WHAT TO DO -
Identify the line in which "Note for the class: annotate every instance of the lower" appears, then reproduce that line and all remaining lines of the records word for word.

Data records

================

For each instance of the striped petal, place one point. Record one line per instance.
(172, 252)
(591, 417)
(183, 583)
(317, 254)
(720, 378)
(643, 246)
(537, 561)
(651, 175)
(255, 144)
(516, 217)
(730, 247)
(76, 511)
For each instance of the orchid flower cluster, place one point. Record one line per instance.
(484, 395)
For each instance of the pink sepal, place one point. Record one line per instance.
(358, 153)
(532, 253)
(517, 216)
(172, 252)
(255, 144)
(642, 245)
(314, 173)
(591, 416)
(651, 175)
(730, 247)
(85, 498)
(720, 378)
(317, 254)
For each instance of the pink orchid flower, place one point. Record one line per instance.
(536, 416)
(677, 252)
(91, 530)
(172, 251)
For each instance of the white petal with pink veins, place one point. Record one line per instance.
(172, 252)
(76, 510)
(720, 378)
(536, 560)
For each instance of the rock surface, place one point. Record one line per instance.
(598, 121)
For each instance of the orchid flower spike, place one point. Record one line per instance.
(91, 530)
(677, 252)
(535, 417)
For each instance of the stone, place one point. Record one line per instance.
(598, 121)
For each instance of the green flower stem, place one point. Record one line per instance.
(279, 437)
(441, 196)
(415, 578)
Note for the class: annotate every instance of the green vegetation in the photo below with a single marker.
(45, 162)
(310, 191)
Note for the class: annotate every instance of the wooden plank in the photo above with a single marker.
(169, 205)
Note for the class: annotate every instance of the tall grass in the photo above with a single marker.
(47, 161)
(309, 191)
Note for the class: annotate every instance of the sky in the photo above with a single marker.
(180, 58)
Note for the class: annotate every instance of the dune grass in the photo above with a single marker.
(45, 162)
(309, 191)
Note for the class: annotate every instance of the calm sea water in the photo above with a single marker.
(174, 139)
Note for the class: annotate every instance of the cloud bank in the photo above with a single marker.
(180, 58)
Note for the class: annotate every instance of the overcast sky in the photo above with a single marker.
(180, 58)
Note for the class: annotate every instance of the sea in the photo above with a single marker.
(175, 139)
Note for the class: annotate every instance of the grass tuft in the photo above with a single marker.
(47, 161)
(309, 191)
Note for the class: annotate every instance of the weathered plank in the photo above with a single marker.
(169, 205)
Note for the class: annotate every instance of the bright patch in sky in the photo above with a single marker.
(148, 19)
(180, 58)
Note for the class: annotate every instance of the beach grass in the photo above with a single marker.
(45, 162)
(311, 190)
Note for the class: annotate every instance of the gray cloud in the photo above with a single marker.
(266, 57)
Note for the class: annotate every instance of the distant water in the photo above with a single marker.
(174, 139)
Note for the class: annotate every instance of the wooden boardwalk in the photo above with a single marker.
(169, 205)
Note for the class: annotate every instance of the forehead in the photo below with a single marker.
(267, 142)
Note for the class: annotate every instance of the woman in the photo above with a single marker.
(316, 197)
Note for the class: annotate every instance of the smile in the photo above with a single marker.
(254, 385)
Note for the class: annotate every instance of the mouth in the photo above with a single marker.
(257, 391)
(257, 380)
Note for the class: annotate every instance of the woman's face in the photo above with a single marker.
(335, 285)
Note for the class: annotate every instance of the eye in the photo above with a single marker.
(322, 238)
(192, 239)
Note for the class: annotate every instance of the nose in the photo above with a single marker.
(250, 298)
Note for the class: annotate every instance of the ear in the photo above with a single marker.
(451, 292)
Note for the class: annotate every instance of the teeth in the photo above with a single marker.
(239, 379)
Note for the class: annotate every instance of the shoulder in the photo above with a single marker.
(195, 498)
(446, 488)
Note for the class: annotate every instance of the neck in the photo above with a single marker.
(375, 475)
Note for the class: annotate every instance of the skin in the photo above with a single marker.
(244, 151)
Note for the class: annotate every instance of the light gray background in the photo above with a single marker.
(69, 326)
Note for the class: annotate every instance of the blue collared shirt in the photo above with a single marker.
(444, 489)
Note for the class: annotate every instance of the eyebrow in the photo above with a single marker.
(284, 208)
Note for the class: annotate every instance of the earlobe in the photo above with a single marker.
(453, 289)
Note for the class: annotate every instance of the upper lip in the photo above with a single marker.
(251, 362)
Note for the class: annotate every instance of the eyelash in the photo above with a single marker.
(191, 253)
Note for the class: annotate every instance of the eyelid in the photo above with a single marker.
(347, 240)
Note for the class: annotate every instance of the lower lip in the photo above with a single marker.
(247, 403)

================

OUTPUT OF THE EXERCISE -
Note for the class: annotate every instance of the lower lip in the photo above with a single marker.
(247, 403)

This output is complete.